_OBJECTIF 1:_ Transcrivez fidèlement le passage du texte sur la couleur rose qui va de « Ce matin, je » jusqu'à « fragilité de l’harmonie. ».

_TEXTE SÉLECTIONNÉ:_
Lecture Rose

Voyages, voyages

Parler du rose revient à voyager.

Ce matin, je suis au Japon et je regarde les cerisiers en fleurs. Enchantement de la puissance de cette couleur, poésie de ces pétales délicats et éphémères, force et fragilité de l’harmonie.

Pourquoi n’aime-t-on pas le rose ou se moque-t-on souvent de cette couleur dès lors qu’on est capable de s’extasier devant les représentantes de ce ton : Je parle bien entendu des roses, des cerisiers, mais aussi d’anémones, de géranium, de tulipes, d’œillets, d’hellébores, des salvias, des hibiscus……
Et puisque je vous parle voyage, je vous invite au Château de Sourches à côté du Mans, conservatoire de la pivoine. Vous êtes toujours accueillis chaleureusement par la maîtresse des lieux, passionnée de ses fleurs.
Le jardin est ouvert depuis le 11 mai : nous nous promenons dans un bain de couleur,  au milieu des 2500 pieds de pivoines différentes. Bien entendu, elles ne sont pas toutes roses mais attestent de la capacité de cette couleur à s’harmoniser avec toutes les autres gammes.
Dans les douves, les fleurs nous caressent, abritées par le vent, ensoleillées, arrêtent nos montres et réchauffent nos sens. Notre regard se gorge de douceur et de lumière. Asseyez vous, prenez le temps de vous imprégner. Les fleurs vous donnent le tempo, elles guident vos pas. Vous marchez d’une harmonie à l’autre, des grosses têtes blanches qui ploient sous le poids des pétales aux fortes têtes rouges aux étamines jaunes vives, denses. Les graines charnues et veloutées se dévoilent lorsque les fleurs se déshabillent peu à peu, construction savante et véritables perles de la fleur. 


Du cœur de la pivoine
L’abeille sort
Avec quel regret                            Haiku de Yosa BUSON

Vous passez du blanc au bordeaux, en déclinant toutes les valeurs, toutes les harmonies avec les jaunes et les verts. C’est juste un moment magnifique. On aurait envie de se lover au cœur de ces fleurs généreuses.

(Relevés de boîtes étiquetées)
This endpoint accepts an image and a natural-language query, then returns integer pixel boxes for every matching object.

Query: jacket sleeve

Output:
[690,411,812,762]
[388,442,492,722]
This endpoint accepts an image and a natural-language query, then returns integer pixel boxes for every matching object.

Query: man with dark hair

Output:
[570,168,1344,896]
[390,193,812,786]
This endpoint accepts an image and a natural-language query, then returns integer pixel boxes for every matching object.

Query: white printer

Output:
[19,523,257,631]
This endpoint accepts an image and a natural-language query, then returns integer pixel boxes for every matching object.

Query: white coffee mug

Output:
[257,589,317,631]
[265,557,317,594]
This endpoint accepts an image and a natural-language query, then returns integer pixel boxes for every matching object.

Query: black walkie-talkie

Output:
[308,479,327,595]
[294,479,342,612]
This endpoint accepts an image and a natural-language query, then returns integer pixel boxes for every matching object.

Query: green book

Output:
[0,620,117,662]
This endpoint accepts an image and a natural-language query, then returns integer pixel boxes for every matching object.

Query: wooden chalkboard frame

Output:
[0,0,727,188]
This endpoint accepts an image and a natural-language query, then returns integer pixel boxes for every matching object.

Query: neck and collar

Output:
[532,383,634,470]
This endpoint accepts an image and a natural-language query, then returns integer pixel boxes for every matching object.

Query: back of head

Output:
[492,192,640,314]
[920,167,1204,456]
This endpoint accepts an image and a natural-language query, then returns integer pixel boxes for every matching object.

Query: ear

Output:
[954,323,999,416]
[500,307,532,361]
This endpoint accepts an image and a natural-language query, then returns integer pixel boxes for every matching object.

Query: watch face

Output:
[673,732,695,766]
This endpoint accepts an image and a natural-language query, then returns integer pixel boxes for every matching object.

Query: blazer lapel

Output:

_OBJECTIF 2:_ Filtrez le listing en recopiant chaque ligne qui contient la chaîne « white ». La casse compte.

_RÉPONSE 1:_
Ce matin, je suis au Japon et je regarde les cerisiers en fleurs. Enchantement de la puissance de cette couleur, poésie de ces pétales délicats et éphémères, force et fragilité de l’harmonie.

_RÉPONSE 2:_
Query: white printer
Query: white coffee mug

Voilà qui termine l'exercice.